(Items listed in a dataset)
====================
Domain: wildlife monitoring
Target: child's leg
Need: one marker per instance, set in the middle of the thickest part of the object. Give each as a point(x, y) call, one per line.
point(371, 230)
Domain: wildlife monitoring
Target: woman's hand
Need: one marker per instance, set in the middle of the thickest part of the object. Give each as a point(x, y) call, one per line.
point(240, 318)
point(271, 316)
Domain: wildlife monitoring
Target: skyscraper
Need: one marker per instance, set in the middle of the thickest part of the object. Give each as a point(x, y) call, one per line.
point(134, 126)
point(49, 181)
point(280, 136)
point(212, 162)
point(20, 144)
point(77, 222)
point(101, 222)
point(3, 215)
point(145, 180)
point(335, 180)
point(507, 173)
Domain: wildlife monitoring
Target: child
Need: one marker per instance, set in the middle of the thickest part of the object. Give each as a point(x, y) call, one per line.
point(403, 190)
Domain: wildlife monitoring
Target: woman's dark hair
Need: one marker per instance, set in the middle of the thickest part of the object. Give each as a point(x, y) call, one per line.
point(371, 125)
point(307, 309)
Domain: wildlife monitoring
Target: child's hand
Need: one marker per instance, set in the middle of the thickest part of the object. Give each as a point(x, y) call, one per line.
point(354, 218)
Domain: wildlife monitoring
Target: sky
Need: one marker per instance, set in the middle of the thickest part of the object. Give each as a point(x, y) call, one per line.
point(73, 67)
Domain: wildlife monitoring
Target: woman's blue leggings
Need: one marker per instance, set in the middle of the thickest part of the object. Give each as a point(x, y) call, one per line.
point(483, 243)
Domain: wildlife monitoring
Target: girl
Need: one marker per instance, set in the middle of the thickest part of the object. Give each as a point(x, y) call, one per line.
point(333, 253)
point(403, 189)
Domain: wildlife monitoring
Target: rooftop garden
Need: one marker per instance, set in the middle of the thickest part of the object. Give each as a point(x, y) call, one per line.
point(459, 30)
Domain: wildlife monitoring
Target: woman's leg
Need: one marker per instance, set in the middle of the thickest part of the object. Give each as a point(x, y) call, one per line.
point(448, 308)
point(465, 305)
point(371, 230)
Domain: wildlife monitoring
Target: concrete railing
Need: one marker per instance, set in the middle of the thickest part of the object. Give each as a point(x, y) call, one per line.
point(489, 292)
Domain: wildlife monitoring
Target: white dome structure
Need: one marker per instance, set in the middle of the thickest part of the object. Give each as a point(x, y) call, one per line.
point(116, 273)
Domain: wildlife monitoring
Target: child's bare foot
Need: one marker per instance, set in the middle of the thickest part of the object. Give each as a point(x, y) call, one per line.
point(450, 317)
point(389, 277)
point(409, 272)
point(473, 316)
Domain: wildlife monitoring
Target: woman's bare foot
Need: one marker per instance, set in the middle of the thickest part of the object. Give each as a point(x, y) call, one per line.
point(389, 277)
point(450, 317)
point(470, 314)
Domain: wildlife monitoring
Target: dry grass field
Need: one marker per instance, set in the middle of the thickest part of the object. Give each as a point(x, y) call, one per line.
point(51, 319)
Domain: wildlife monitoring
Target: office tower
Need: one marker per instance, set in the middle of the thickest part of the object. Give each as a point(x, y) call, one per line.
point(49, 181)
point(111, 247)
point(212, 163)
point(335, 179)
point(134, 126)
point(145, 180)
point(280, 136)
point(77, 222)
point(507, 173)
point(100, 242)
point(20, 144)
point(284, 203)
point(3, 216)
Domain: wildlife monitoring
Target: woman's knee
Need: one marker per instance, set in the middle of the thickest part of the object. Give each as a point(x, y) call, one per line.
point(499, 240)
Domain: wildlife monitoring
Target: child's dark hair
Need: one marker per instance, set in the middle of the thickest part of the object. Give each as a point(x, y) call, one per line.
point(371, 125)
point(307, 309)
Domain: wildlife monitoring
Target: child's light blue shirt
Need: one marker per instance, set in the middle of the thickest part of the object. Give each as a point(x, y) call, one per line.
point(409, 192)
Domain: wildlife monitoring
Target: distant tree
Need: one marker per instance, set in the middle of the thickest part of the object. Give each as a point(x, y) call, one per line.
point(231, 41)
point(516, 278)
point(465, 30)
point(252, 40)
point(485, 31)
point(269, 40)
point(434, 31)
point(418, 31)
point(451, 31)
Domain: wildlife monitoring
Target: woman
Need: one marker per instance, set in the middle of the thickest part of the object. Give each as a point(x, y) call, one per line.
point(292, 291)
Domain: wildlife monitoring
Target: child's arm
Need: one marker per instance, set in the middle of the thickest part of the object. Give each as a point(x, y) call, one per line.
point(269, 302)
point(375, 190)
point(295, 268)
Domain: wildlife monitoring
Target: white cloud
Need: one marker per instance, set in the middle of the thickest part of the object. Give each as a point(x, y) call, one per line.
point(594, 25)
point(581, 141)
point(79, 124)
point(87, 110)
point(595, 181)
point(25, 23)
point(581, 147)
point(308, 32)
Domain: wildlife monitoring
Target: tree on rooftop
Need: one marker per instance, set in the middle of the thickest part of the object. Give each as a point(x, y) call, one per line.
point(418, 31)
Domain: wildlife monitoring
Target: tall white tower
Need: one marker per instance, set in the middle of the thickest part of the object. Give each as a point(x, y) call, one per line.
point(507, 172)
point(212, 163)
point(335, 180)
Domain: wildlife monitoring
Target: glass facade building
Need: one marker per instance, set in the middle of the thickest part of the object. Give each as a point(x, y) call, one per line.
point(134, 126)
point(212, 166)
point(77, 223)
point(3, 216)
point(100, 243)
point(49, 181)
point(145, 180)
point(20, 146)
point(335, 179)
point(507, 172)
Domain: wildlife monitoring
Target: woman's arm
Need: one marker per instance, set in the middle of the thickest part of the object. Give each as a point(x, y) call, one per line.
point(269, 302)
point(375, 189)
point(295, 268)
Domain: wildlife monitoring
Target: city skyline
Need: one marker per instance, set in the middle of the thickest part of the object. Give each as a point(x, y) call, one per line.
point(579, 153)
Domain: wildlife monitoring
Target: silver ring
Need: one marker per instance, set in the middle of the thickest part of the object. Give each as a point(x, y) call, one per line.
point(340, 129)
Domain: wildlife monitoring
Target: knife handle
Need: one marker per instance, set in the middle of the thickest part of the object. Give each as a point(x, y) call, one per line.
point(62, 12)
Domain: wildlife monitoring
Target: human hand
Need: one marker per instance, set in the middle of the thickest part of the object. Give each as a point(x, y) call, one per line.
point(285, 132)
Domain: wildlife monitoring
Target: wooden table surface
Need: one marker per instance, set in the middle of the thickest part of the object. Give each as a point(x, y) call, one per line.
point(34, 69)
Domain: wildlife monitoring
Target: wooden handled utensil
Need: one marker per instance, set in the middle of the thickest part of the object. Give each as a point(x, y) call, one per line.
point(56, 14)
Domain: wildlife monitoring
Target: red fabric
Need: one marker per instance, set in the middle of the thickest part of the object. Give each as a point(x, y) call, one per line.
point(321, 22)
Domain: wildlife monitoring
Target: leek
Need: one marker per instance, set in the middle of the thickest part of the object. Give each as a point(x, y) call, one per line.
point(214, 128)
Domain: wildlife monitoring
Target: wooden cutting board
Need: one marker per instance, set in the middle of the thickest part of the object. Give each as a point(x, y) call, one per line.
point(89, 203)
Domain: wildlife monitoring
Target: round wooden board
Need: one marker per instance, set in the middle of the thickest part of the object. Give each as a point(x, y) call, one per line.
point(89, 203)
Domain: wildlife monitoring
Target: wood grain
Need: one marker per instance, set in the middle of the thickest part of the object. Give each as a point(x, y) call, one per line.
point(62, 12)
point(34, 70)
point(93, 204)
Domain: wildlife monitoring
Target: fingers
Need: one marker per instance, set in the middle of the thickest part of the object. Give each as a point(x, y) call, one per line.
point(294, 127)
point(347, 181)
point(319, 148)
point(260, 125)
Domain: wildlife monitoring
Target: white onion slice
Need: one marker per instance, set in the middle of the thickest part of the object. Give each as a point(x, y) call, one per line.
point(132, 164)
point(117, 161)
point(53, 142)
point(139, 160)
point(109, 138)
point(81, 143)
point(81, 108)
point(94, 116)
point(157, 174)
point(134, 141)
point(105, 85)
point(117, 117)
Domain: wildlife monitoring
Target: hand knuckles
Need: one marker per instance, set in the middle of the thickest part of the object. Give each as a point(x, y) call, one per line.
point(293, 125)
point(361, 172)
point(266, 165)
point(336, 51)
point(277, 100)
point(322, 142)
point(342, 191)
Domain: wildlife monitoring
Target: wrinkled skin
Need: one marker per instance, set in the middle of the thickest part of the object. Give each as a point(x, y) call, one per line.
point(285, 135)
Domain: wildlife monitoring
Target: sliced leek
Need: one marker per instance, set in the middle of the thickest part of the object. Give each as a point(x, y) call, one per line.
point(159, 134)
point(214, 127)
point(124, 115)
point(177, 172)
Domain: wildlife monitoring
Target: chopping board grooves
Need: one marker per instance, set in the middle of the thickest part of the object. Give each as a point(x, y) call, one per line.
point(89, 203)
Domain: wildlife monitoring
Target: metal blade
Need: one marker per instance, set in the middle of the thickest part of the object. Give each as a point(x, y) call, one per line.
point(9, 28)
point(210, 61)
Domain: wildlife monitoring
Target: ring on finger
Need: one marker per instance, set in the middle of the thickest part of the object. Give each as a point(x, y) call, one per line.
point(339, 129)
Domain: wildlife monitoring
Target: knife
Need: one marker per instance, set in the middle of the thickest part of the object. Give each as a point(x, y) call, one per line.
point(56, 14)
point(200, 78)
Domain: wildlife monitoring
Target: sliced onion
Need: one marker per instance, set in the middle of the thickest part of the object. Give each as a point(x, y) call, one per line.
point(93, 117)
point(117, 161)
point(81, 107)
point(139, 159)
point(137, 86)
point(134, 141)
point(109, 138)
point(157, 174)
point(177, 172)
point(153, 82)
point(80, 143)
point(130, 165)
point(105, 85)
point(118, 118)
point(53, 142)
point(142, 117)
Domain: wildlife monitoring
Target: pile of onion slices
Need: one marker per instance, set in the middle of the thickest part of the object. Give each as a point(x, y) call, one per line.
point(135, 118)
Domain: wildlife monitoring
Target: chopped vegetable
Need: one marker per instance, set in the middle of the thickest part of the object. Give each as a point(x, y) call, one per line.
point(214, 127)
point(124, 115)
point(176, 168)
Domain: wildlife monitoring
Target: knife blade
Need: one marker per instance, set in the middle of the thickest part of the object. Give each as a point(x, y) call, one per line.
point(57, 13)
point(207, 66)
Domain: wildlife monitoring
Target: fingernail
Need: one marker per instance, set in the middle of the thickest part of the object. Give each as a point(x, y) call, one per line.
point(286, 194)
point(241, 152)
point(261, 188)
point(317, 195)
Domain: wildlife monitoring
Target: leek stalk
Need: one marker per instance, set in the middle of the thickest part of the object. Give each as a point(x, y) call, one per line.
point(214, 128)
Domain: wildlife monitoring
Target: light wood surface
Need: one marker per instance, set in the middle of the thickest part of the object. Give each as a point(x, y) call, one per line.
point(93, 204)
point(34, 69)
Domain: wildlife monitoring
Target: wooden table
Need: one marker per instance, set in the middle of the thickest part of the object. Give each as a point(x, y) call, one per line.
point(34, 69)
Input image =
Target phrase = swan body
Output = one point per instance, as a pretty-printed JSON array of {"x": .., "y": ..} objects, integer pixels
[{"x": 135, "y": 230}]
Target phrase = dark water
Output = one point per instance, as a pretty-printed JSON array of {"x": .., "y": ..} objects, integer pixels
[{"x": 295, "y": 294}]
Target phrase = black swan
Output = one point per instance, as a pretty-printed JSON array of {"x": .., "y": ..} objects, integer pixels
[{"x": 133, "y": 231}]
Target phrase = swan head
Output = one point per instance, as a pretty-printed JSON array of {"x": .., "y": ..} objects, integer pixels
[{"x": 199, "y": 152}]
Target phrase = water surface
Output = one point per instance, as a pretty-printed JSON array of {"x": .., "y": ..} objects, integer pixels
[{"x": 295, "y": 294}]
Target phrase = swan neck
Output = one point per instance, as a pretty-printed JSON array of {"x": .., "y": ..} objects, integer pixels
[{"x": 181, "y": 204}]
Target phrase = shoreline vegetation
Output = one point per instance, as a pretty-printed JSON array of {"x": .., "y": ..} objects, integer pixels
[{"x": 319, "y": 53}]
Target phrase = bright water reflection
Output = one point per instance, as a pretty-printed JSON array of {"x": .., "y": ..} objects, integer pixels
====================
### Task brief:
Wherever a line above contains the string "foot", copy that line.

### Written solution:
Target: child's bare foot
Target: woman's bare foot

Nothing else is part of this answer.